Items →
****************************************

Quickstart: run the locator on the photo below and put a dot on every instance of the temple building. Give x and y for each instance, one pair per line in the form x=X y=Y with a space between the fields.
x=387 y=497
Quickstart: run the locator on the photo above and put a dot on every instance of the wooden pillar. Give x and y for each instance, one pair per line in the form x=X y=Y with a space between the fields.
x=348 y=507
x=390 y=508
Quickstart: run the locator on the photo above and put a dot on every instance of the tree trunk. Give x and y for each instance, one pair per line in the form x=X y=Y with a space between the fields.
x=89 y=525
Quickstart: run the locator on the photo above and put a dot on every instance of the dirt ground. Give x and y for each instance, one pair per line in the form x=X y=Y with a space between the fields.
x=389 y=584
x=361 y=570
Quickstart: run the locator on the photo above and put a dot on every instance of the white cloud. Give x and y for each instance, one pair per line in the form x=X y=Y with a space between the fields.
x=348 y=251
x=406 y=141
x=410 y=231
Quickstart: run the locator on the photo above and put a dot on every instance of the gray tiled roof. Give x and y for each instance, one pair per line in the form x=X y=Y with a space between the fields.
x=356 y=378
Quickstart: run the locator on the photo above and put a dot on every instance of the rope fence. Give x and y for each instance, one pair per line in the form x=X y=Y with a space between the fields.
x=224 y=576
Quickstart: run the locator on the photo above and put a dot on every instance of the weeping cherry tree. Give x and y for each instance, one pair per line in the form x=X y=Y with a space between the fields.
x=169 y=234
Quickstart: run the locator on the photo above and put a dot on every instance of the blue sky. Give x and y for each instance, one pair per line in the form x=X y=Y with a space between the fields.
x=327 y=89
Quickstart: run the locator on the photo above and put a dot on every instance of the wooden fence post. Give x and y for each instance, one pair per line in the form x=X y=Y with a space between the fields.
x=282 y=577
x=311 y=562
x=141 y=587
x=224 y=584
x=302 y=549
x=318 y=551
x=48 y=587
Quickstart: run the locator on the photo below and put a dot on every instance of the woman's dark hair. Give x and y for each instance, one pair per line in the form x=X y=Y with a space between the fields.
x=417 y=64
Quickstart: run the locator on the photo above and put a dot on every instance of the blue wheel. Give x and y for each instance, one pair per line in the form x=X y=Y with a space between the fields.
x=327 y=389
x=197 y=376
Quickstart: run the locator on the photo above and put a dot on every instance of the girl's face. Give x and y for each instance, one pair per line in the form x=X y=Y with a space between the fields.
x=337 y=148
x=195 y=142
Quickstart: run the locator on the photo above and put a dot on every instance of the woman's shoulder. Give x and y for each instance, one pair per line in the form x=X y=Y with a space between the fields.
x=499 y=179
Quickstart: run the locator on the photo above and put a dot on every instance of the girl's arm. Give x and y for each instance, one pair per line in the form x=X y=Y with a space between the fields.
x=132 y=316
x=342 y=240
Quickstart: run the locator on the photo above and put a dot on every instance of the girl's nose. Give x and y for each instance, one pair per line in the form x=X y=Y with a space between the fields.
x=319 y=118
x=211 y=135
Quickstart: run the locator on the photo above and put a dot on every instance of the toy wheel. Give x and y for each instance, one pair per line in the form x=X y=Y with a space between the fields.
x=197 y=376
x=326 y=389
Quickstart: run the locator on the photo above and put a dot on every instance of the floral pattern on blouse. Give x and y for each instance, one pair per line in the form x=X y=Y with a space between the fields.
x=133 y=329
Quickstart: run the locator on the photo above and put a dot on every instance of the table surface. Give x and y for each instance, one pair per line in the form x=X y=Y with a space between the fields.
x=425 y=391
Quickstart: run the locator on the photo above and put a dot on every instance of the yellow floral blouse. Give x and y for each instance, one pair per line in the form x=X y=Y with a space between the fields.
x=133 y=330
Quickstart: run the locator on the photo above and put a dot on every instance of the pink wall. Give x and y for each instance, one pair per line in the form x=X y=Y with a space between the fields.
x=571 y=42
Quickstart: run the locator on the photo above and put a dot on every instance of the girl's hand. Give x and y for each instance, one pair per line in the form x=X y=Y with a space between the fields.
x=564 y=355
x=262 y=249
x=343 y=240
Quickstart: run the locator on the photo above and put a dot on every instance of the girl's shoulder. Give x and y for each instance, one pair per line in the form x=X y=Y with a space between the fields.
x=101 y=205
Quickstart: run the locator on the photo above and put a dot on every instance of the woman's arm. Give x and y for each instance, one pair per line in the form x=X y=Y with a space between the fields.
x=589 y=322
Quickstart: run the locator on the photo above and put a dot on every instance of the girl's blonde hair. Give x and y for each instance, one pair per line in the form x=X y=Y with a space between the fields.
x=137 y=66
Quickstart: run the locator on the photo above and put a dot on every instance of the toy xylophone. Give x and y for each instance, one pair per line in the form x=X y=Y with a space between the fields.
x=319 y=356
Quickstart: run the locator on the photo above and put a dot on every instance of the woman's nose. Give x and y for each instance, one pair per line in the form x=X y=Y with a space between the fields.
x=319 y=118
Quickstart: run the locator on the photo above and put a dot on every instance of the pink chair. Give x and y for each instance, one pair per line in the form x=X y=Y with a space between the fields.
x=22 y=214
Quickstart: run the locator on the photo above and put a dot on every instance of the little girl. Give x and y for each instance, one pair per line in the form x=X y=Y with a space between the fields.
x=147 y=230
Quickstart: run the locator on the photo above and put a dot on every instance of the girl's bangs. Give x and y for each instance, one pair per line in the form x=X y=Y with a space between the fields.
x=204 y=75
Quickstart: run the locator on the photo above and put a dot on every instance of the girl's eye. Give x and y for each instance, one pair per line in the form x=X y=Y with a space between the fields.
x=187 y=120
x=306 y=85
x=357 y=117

****************************************

The problem →
Restate the listing above word for word.

Exercise response →
Quickstart: run the locator on the photo below and put a dot on every instance of the temple building. Give x and y for each instance, one pair per line in the form x=X y=Y with a space between the fields.
x=387 y=497
Quickstart: run the locator on the photo above and put a dot on every instance of the wooden pillar. Give x and y for each instance, one pair per line in the form x=X y=Y with a space between the fields.
x=348 y=507
x=390 y=508
Quickstart: run the locator on the photo above and put a dot on every instance of the tree trunk. Give x and y for each instance, one pair per line in the form x=X y=Y with a space between the fields.
x=89 y=525
Quickstart: run the locator on the photo above and put a dot on every instance of the dirt ground. Give x and y for each instance, one pair per line in the form x=X y=Y with a space between the fields.
x=389 y=584
x=361 y=570
Quickstart: run the locator on the photo above and put a dot on every instance of the white cloud. Give x and y for each instance, one pair per line in the form x=X y=Y with a space between the fields.
x=348 y=251
x=406 y=141
x=410 y=231
Quickstart: run the locator on the photo above and put a dot on every instance of the gray tiled roof. Give x and y for each instance, one pair per line in the form x=X y=Y with a space between the fields.
x=356 y=378
Quickstart: run the locator on the photo above and put a dot on every instance of the rope fence. Give x and y for each instance, one pair per line in the form x=X y=Y with a space between the fields.
x=224 y=576
Quickstart: run the locator on the photo above and put a dot on every instance of the weeping cherry tree. Give x and y for each instance, one pair per line in the form x=X y=Y with a space between the fields.
x=169 y=234
Quickstart: run the locator on the photo above and put a dot on every instance of the blue sky. Give x and y for each instance, one pair per line in the form x=X y=Y with a space between the fields.
x=327 y=89
Quickstart: run the locator on the photo above and put a dot on every instance of the wooden fence post. Give x and y for each instance, one pair per line in the form x=X y=Y with a space between the fields.
x=282 y=577
x=311 y=562
x=141 y=587
x=224 y=584
x=302 y=549
x=318 y=551
x=48 y=587
Quickstart: run the locator on the photo below and put a dot on every instance of the woman's dark hair. Give x and y for each instance, one pair per line in the form x=X y=Y with a space between the fields.
x=417 y=64
Quickstart: run the locator on the photo above and put a dot on every instance of the blue wheel. Give x and y for each instance, one pair per line in the form x=X y=Y with a space between the fields.
x=327 y=389
x=197 y=376
Quickstart: run the locator on the photo above and put a dot on every instance of the girl's face. Give x and y for each instance, one pair per line in the form x=X y=Y with a space between the fields.
x=337 y=148
x=195 y=142
Quickstart: run the locator on the photo above and put a dot on every instance of the woman's shoulder. Give x and y for each instance, one pair per line in the form x=X y=Y with a space between the fields.
x=499 y=179
Quickstart: run the locator on the photo above and put a dot on every instance of the girl's arm. Give x and y for each instance, one pair per line in the form x=X y=Y with a space between the fields.
x=132 y=316
x=342 y=240
Quickstart: run the locator on the photo above and put a dot on every instance of the girl's nose. Give x and y for each instance, one pair per line in the form x=X y=Y with a space between the fields.
x=319 y=118
x=211 y=135
Quickstart: run the locator on the photo above and put a dot on every instance of the toy wheel. Give x and y for each instance, one pair per line in the form x=X y=Y with a space between the fields.
x=197 y=376
x=326 y=389
Quickstart: run the locator on the photo above and put a dot on every instance of the floral pattern on blouse. Give x and y for each instance, one pair per line in the form x=X y=Y with a space between the fields.
x=133 y=329
Quickstart: run the locator on the photo above and put a dot on every instance of the table surface. Give x and y for each instance, one pair per line in the form x=X y=Y with a space between the fields.
x=425 y=391
Quickstart: run the locator on the photo above and put a dot on every instance of the yellow floral blouse. Give x and y for each instance, one pair per line in the form x=X y=Y with a space between the fields.
x=133 y=330
Quickstart: run the locator on the photo above and put a dot on every instance of the pink wall. Give x and y for each instance, one pair per line in the form x=X y=Y with a space between the fields.
x=571 y=42
Quickstart: run the locator on the photo above and put a dot on every instance of the girl's hand. Give x and y for each instance, one pair per line in the form x=X y=Y with a space between the fields.
x=564 y=355
x=262 y=249
x=343 y=240
Quickstart: run the locator on the photo above and put a dot on every instance of the girl's shoulder. Give x and y for each instance, one pair per line in the form x=X y=Y with a space between the fields.
x=101 y=205
Quickstart: run the locator on the photo above and put a dot on every instance of the woman's arm. Give x and y for each instance, one pair per line in the form x=X y=Y with a space between the fields.
x=589 y=322
Quickstart: run the locator on the photo above and put a dot on every instance of the girl's blonde hair. Give x and y for each instance, one pair per line in the form x=X y=Y with a space between the fields.
x=137 y=66
Quickstart: run the locator on the photo above and put a dot on every instance of the toy xylophone. Give x and y for each instance, one pair per line in the form x=X y=Y with a space between the fields.
x=319 y=356
Quickstart: run the locator on the photo above and put a dot on every instance of the woman's nose. Give x and y for each instance, one pair per line in the form x=X y=Y with a space between the fields.
x=319 y=118
Quickstart: run the locator on the photo above and put a dot on every instance of the pink chair. Give x and y for each instance, one pair per line in the form x=X y=Y with a space between the fields.
x=22 y=214
Quickstart: run the locator on the photo above and put a dot on every instance of the little girl. Give x and y for each instance, one pair per line in the form x=X y=Y with a space between the fields.
x=147 y=230
Quickstart: run the locator on the photo above and put a dot on every instance of the girl's bangs. Give x and y for each instance, one pair per line in the form x=X y=Y with a space between the fields.
x=204 y=75
Quickstart: run the locator on the photo above and put a dot on every instance of the girl's eye. Give x and y for each instance, one pair per line in the form x=X y=Y with a space between the fields.
x=187 y=120
x=306 y=85
x=357 y=117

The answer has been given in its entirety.